» **Written task**
Provide an exact copy of the data, excluding the images.

= = = =

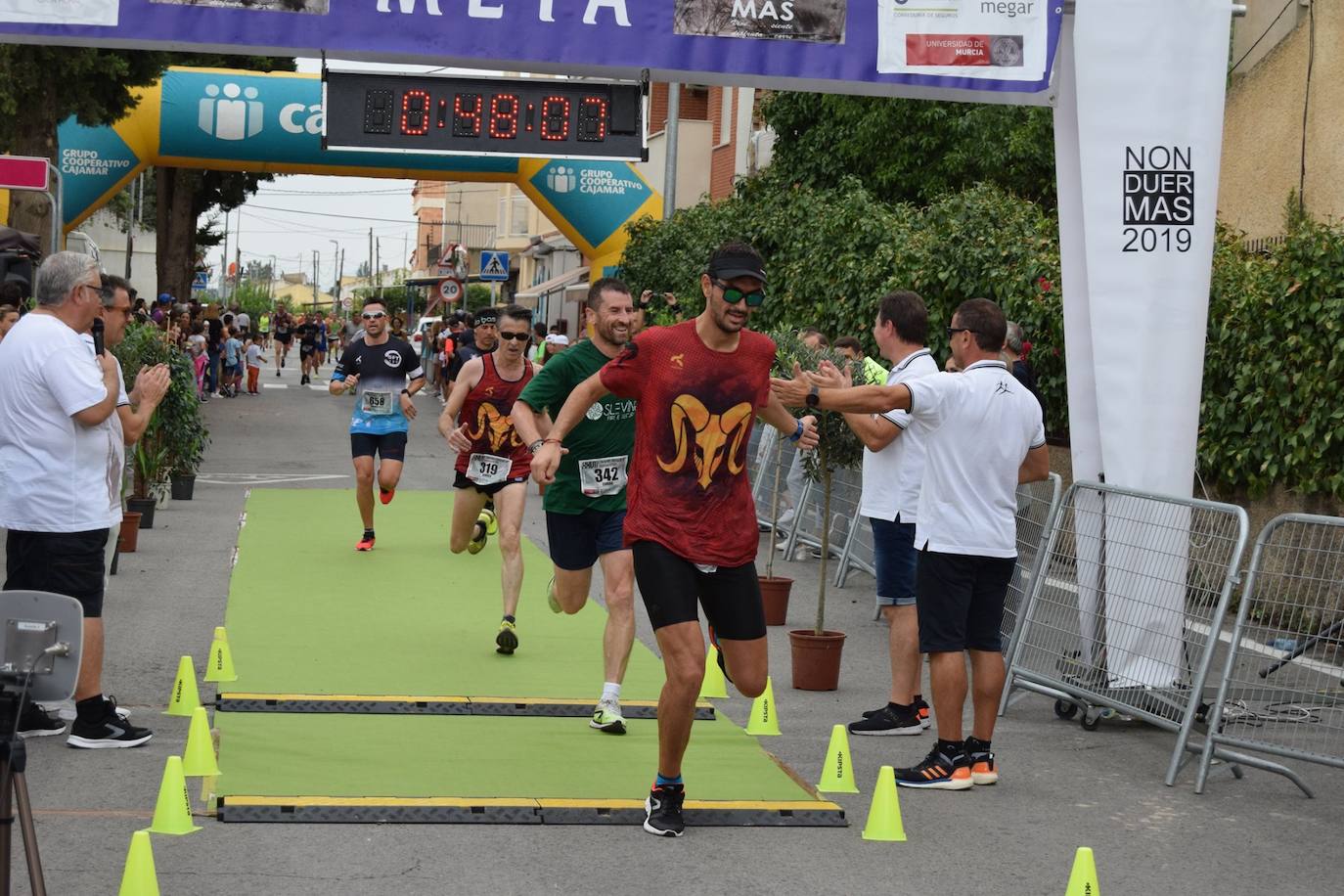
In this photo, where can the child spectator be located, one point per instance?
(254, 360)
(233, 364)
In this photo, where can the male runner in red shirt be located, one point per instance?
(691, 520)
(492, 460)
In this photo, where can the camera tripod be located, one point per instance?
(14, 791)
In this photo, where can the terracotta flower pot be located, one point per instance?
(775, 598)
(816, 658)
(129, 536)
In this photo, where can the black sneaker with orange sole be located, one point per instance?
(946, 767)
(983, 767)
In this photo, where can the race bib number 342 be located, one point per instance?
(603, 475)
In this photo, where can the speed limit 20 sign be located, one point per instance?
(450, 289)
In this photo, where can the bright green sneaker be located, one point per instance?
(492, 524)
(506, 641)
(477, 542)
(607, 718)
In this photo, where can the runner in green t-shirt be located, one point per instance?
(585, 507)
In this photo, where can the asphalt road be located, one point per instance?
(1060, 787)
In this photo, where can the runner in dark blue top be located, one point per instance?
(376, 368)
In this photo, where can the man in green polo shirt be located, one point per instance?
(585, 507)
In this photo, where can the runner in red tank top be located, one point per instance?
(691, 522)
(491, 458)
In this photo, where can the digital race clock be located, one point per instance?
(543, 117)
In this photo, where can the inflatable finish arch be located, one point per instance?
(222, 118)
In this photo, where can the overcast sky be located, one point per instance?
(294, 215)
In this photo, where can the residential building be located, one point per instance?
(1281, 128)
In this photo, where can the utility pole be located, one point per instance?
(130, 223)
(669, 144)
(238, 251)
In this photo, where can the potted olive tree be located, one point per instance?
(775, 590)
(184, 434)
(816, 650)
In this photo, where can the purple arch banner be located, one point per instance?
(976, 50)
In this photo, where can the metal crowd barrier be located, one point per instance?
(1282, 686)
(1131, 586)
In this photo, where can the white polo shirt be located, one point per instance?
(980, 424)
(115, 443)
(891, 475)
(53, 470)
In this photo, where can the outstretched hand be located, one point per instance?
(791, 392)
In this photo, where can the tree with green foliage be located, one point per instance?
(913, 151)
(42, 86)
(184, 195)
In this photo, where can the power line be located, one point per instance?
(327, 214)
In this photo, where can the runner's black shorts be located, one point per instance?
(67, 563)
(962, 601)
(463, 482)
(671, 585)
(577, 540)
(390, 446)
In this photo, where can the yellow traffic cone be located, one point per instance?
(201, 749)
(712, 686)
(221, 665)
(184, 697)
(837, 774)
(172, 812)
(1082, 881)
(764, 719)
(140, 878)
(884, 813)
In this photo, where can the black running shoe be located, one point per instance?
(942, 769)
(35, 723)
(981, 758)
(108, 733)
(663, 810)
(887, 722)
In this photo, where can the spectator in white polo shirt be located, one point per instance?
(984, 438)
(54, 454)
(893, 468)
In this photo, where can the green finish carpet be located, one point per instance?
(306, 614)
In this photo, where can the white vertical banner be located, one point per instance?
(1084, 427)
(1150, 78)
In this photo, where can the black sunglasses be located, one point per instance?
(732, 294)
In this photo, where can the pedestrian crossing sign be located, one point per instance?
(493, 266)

= = = =

» **Task response**
In this photo, where can the child spectator be located, one point per instance?
(254, 360)
(233, 364)
In this photo, where can the male runner in red shirt be located, one point per instance?
(691, 520)
(492, 460)
In this photo, where can the camera tripod be located, one point per instance?
(14, 791)
In this photo, where can the terracotta flower pot be located, one point per instance?
(775, 598)
(816, 658)
(129, 536)
In this photo, where can the black sneaker with orange sole be located, one point per instance?
(946, 767)
(983, 767)
In this photo, where can the race bib number 342 be located, one point per instance?
(603, 475)
In this photo, where can the speed limit 20 sign be located, one point per instance?
(450, 289)
In this photo, where can the bright green sneaker be located, one point per instance?
(492, 524)
(506, 641)
(477, 542)
(607, 718)
In this photo, where can the runner in green t-shirt be located, one point per instance?
(585, 507)
In this photo, where can the asphalt road be located, one point per instance?
(1060, 787)
In this photo, where can the runner in dark blue top be located, one point per instance?
(376, 368)
In this photo, where can the man in green polo shirt be located, one point per instance?
(585, 507)
In this photo, where can the runner in red tank top be located, one point per instance?
(691, 522)
(491, 458)
In this photo, where can the digital race clock be located, one point per instance?
(543, 117)
In this photo, where can the inflatable finish arch be located, one point per instance?
(222, 118)
In this photo, where can the overcast sky be located, one point per instance?
(294, 215)
In this photo, where can the residential building be located, one point per instance?
(1281, 128)
In this photo, where can the utility pole be located, one point per instance?
(130, 223)
(669, 144)
(238, 251)
In this photo, where can the potted olive tree be located, one point per instance?
(775, 590)
(184, 434)
(816, 650)
In this photo, where can the purple arch banner be located, one point per instance?
(976, 50)
In this photo, where can the metal crowd barrier be located, one point per instance?
(1282, 686)
(1131, 586)
In this photo, where can the white polo shirt be located, one point per instance?
(980, 424)
(115, 443)
(891, 475)
(53, 470)
In this photo, where can the outstretched hand be located, one point per instance?
(791, 392)
In this photo, where can the tree with green foliage be located, one point per instance?
(913, 151)
(42, 86)
(184, 195)
In this photo, where can the power line be located, one point per instance?
(327, 214)
In this photo, where can the runner's black shorts be located, one point per instance?
(67, 563)
(962, 601)
(463, 482)
(671, 585)
(577, 540)
(390, 446)
In this photo, where can the yellow traffic cone be located, one point per instance?
(201, 749)
(712, 686)
(221, 665)
(184, 697)
(837, 774)
(172, 812)
(1082, 881)
(764, 719)
(140, 878)
(884, 813)
In this photo, where can the black running shoe be located, one point per instance?
(942, 769)
(35, 723)
(981, 758)
(108, 733)
(663, 810)
(887, 722)
In this photo, where can the spectator in white polo shirt be located, one point per instance?
(984, 438)
(54, 454)
(893, 468)
In this photo, where can the green finish carpet be located, one point per instance?
(306, 614)
In this photo, where can the white vertical banner be located, one point per instance?
(1084, 427)
(1150, 78)
In this photo, where can the black sunglasses be located, one point per instance?
(732, 294)
In this photo, where can the pedestrian crossing sign be located, one point per instance?
(493, 266)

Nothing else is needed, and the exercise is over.